::: MATERIAL SUPPLIED :::

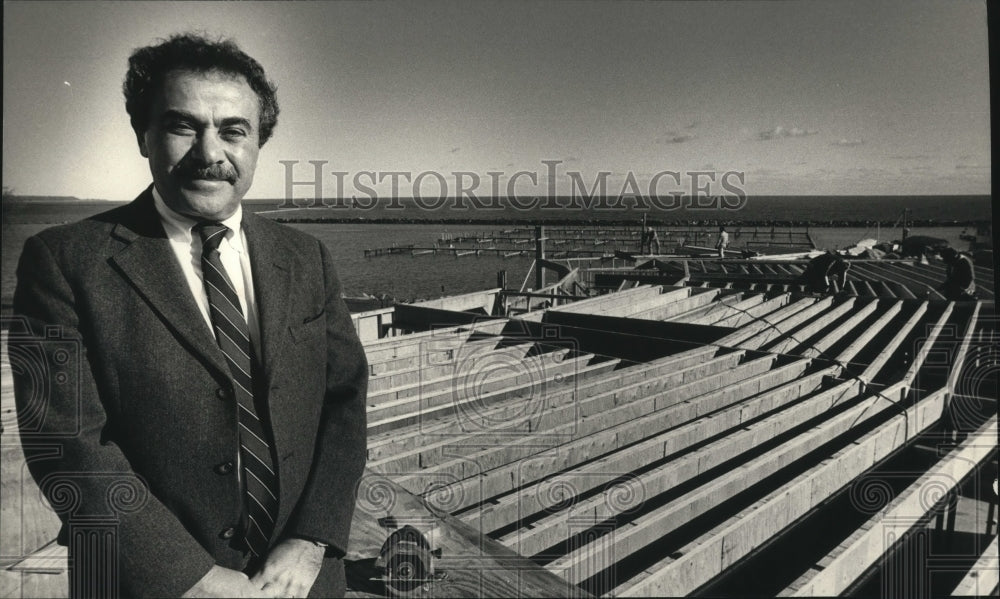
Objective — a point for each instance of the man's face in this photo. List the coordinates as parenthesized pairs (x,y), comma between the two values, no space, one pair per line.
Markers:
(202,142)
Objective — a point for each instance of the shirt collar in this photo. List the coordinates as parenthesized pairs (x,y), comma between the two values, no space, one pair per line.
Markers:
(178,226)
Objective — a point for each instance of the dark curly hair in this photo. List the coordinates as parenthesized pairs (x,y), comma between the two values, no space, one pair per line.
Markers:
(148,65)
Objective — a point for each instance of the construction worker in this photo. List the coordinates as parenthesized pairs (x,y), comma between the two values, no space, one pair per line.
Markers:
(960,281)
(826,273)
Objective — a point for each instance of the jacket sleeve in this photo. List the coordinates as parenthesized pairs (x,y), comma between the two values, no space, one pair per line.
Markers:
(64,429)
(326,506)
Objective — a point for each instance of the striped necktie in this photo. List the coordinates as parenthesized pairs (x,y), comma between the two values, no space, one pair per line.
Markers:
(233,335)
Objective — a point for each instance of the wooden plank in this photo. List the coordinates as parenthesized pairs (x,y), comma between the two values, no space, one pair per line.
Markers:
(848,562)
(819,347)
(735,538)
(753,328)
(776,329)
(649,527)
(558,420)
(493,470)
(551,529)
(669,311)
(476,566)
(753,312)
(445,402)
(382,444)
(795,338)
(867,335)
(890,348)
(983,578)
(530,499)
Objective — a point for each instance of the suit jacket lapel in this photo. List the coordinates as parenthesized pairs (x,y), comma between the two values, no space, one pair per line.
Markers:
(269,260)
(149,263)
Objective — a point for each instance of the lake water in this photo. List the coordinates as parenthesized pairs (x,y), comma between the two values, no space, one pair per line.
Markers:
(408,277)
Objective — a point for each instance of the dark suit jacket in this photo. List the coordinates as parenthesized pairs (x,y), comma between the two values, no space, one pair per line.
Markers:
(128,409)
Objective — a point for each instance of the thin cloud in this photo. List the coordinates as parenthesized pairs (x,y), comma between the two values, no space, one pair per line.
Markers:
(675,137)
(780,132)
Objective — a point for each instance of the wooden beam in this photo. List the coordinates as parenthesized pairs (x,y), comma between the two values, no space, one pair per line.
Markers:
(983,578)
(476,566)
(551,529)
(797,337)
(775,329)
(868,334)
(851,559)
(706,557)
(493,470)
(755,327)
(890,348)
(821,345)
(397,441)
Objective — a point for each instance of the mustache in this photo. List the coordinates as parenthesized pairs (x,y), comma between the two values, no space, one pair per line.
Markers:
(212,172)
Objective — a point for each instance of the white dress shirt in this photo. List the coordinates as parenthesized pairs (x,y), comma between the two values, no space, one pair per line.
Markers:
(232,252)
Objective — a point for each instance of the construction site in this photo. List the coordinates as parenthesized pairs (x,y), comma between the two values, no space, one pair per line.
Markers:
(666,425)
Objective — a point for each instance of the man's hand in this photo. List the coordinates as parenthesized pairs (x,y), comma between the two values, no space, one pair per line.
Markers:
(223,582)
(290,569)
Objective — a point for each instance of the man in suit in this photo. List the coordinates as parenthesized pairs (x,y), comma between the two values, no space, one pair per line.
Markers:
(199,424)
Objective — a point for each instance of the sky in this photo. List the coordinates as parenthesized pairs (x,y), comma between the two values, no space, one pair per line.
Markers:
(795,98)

:::
::: MATERIAL SUPPLIED :::

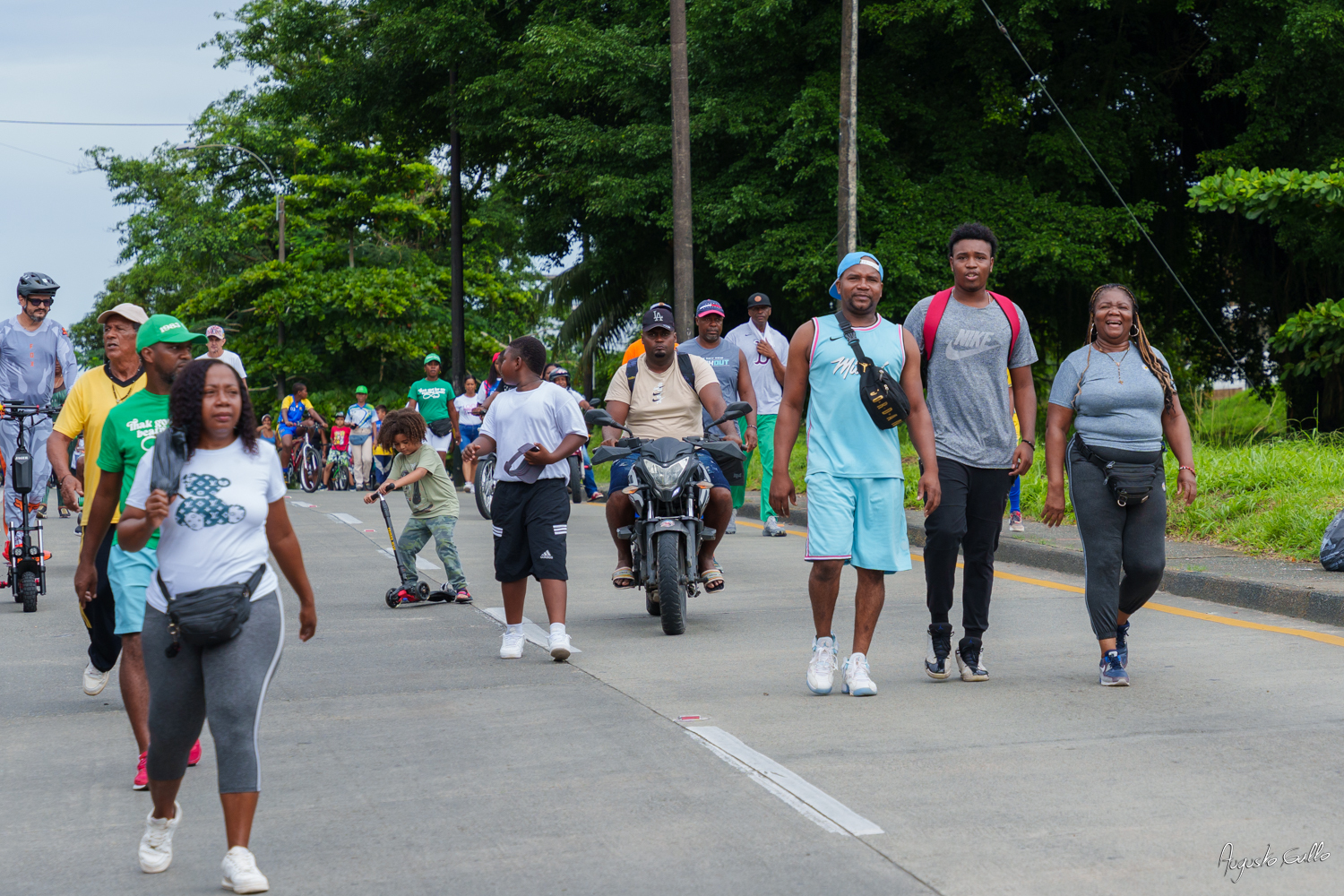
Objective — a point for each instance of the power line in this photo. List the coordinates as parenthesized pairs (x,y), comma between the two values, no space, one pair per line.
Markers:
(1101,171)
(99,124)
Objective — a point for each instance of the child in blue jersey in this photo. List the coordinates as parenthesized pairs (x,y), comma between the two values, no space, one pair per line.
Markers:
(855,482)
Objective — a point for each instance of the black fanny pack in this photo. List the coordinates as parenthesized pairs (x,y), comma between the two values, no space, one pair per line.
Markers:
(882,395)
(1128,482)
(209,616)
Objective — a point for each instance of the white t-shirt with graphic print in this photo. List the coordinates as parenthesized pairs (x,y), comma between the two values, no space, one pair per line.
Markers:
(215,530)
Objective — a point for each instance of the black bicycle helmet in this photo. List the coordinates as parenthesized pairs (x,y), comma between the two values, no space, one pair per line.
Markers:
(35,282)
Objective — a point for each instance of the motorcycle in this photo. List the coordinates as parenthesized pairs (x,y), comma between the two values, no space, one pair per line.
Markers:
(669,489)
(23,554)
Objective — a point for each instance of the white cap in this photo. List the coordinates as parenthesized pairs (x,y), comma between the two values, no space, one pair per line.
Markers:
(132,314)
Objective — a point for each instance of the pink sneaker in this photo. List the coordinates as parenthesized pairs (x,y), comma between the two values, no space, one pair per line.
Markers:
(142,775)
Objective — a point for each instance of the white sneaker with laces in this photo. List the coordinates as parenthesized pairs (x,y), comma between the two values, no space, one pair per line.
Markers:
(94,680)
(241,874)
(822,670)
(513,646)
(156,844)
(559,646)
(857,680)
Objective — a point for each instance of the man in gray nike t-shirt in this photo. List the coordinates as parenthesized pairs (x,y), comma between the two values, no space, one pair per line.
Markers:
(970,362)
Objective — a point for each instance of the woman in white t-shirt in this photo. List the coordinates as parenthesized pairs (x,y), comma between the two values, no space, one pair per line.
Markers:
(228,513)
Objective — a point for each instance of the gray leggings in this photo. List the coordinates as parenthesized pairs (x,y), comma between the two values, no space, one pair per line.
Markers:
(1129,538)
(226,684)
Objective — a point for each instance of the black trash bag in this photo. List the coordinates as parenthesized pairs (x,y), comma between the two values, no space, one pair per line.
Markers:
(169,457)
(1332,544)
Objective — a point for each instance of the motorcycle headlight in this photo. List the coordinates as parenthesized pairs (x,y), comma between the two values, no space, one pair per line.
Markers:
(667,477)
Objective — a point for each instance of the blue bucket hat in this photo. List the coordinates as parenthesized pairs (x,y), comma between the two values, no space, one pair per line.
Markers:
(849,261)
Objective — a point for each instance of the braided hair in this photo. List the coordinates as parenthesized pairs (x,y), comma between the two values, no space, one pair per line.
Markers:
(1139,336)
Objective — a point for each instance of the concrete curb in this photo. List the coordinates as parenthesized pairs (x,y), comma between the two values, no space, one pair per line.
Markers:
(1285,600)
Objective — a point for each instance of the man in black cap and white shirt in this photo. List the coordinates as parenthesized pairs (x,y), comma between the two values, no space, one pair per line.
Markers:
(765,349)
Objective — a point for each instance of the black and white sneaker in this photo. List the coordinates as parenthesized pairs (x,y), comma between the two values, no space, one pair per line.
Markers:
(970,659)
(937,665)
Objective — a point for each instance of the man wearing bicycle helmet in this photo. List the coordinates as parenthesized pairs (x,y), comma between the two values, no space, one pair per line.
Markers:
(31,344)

:::

EXERCISE PROMPT:
Among the lines above, return each one holding the string "dark".

FINISHED EXERCISE:
Objective — a point for each instance of the dark curly hair in this photo. List the coordinates as parenthesized pairs (x,y), comma between the two values, no space, one pair per line.
Objective — a point for each instance of the dark suit jacket in this photo. List the coordinates as parenthesized pairs (x,y), comma between the two values, no space, one pair per line.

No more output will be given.